» **与えられた依頼**
以下のすべての行を編集し、「Results」を「Positions」に置き換えたうえで、その他は一切変えずに示してください。画像は回答に含めないでください。
##### 提供された情報 #####
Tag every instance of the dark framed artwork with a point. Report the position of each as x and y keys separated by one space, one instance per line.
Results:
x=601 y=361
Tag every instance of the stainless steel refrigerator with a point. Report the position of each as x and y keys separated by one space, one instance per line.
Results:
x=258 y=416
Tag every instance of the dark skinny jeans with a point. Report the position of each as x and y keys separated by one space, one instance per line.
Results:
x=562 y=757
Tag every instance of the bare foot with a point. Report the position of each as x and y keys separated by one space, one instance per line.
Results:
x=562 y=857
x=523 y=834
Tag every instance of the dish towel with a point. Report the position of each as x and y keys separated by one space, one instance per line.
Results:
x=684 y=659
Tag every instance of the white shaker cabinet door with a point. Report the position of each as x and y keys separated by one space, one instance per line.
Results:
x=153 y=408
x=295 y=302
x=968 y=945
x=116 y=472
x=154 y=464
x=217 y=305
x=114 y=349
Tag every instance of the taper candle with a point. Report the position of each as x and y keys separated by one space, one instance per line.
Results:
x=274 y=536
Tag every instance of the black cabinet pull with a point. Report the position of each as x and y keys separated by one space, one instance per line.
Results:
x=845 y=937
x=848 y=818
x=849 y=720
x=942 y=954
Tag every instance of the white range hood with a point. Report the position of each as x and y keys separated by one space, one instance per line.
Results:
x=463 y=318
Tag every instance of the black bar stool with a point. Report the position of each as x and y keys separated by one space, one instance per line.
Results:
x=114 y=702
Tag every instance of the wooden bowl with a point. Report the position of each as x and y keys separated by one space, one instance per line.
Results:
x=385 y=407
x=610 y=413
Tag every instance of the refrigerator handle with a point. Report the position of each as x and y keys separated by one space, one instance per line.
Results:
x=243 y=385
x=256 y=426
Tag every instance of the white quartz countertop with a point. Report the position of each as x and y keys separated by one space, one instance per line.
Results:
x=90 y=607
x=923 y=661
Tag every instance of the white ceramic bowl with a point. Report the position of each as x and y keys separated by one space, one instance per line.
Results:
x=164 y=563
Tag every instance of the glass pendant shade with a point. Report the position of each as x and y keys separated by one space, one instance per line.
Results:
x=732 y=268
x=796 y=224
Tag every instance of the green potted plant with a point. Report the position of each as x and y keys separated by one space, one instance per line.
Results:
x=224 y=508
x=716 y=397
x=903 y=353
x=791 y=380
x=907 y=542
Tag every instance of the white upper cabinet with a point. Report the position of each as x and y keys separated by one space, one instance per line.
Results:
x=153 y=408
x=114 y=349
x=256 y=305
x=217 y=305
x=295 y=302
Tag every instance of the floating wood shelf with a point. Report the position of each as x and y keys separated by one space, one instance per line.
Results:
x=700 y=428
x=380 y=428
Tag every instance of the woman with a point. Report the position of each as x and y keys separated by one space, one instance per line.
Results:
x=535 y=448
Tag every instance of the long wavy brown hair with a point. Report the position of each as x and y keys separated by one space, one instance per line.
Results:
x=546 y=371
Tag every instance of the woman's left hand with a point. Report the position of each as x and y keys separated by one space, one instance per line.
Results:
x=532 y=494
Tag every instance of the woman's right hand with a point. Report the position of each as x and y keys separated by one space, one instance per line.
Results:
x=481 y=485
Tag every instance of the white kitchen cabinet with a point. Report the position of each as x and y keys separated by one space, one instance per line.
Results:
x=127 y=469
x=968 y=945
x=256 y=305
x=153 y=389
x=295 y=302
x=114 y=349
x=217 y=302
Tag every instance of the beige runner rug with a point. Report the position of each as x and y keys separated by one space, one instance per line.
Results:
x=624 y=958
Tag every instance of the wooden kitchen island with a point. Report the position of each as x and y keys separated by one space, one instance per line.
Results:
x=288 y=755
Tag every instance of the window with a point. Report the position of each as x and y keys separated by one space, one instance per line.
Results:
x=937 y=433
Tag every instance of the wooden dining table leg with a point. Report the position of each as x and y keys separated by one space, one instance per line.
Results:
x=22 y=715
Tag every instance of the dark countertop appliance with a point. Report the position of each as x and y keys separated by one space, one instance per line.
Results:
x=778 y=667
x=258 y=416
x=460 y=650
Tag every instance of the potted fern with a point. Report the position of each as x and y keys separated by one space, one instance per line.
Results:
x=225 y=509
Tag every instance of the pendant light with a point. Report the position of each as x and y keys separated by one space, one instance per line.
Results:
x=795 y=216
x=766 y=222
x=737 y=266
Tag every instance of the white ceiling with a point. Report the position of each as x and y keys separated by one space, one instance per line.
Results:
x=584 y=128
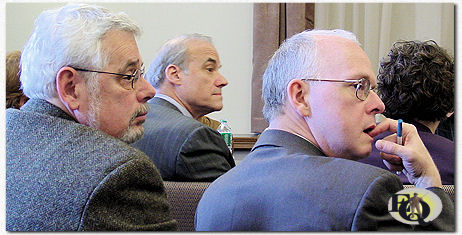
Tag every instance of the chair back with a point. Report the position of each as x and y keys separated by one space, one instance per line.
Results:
x=183 y=198
x=448 y=188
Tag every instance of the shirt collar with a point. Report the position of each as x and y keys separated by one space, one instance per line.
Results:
x=180 y=107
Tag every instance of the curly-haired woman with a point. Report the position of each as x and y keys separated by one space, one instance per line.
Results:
x=416 y=84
#####
» **課題への回答**
Tag every instance of the dark framed artwork with a point. Report the position of each as x and y keys separated by one space, one instance per line.
Positions:
x=601 y=361
Tag every instance of the stainless steel refrigerator with a point. Report the position of each as x and y keys separated by one space, one instance per line.
Positions:
x=258 y=416
Tag every instance of the dark skinny jeans with a point. Report the position of each as x and y keys separated by one space, one instance per line.
Positions:
x=562 y=757
Tag every instance of the bare foot with a point. Report the position of each as x and y keys separated by one space, one instance per line.
Positions:
x=562 y=857
x=523 y=834
Tag every instance of the dish towel with a point. Report the position of each as x and y keys separated by one space, one instance per line.
Positions:
x=684 y=659
Tag every instance of the white shaker cabinet door with a point. Report the position of each as x and y keys separated by one space, one instance per line.
Positions:
x=153 y=408
x=295 y=302
x=968 y=945
x=116 y=472
x=154 y=464
x=217 y=305
x=114 y=349
Tag every instance of the taper candle with a point. Report the position of each as x and y keys separated by one space, one instance per line.
Positions:
x=274 y=536
Tag every instance of the black cabinet pull with a point. Report the position of each as x and y keys separated by one space, one instance per line.
Positions:
x=845 y=937
x=848 y=818
x=849 y=720
x=942 y=954
Tag every instance of the white range hood with a point. Report the position of each as x and y keys separated by one space, one instance per line.
Positions:
x=463 y=318
Tag every instance of the black bar stool with a point. Report the position of each as x and y keys separated by one space, one instance per line.
Positions:
x=114 y=702
Tag every instance of the wooden bowl with a point. Report the position of each as x and y keys separated by one space, one instance per line.
Positions:
x=385 y=407
x=610 y=413
Tag every instance of the refrigerator handle with a point. Report the position of each as x and y keys separated by one space, one instance per line.
Positions:
x=243 y=385
x=256 y=426
Tag every instance of the white quartz countertop with a point. Report the position of each as x and y keys separated by one space, one instance per line.
Positions:
x=90 y=607
x=923 y=661
Tag every instance of the white ceramic bowl with a point. Report the position of each as x and y keys separated by one space, one instance per line.
Positions:
x=164 y=563
Tag every instance of the glass pendant shade with a point. Report the position of each as x and y keys separated by one space, one instance per line.
Positions:
x=732 y=268
x=796 y=224
Tag every instance of the green potted plant with a point. Report the position of each as x and y keys separated by one space, one instance per line.
Positions:
x=224 y=508
x=716 y=397
x=903 y=353
x=791 y=380
x=907 y=542
Tag every instance of the white upper cabinet with a point. Report the position of each as x and y keys separated by one space, one instance per line.
Positions:
x=153 y=408
x=114 y=349
x=256 y=305
x=217 y=305
x=295 y=302
Tag every instance of the floating wood shelf with a point. Report the position of each as x and y keys separated by one space, one instance per line.
Positions:
x=700 y=428
x=380 y=428
Tag every instance of the woman with a point. Report the position of each as x and y keys separated by one space, one instance per line.
Positions:
x=535 y=448
Tag every instance of the long wavy brown hair with a point. Report the position of each as x and y keys separated by one space, one instance per line.
Positions:
x=546 y=371
Tag every instance of the woman's left hand with a point. Report the position of each as x and y keys separated by one space, one instance per line.
Positions:
x=532 y=494
Tag every instance of the woman's right hand with a point. Report the position of each as x and y keys separated by one space, one instance per line.
Positions:
x=481 y=485
Tag every instance of the white kitchen cabinet with a point. Report the position of each as x and y keys separated by one space, one instance per line.
Positions:
x=127 y=469
x=968 y=945
x=256 y=305
x=153 y=389
x=295 y=302
x=114 y=349
x=217 y=302
Tag every instance of the beige runner rug with a point. Report the position of each as x and y keys separated by one space, one instance per line.
Positions:
x=624 y=958
Tag every instance of the wooden kitchen island with a point. Report the position of each as x and y keys separated by one space, one instance per line.
Positions:
x=288 y=755
Tag every instance of the window with a point. Report the position of each as x and y keys separated by one space, one instance per line.
Positions:
x=937 y=433
Tag every instance of the wooden dining table leg with a point. Report the position of each as x and y keys separated by one space, one instance per line.
Positions:
x=22 y=715
Tag every instance of the dark countertop appliance with a point. Report the position of each as x and y keys separated by one space, one instance per line.
Positions:
x=778 y=667
x=258 y=416
x=460 y=650
Tag every instance of the potted fern with a point. Report the position of each as x and y keys separated by one space, one instance per line.
Positions:
x=225 y=509
Tag every instance of the pendant light with a point. Report the position of each as x and y keys separated by one space, one instance per line.
Positions:
x=795 y=216
x=766 y=222
x=737 y=266
Tag every instance of the white ceiling with a point. Report the position of each as x and y keys separated by one space, one instance per line.
Positions:
x=584 y=128
Tag every instance of the chair back with a point. Report the position of each as x and y keys separated by one space, one instance per line.
Positions:
x=183 y=198
x=448 y=188
Tag every instance of the shirt collar with a point. Report the position of each as x and y keys separated by one space, one instance per line.
Positions:
x=180 y=107
Tag every instance of the curly-haired woman with a point. Report the position of each as x and y keys separated by one space, one instance per line.
Positions:
x=416 y=84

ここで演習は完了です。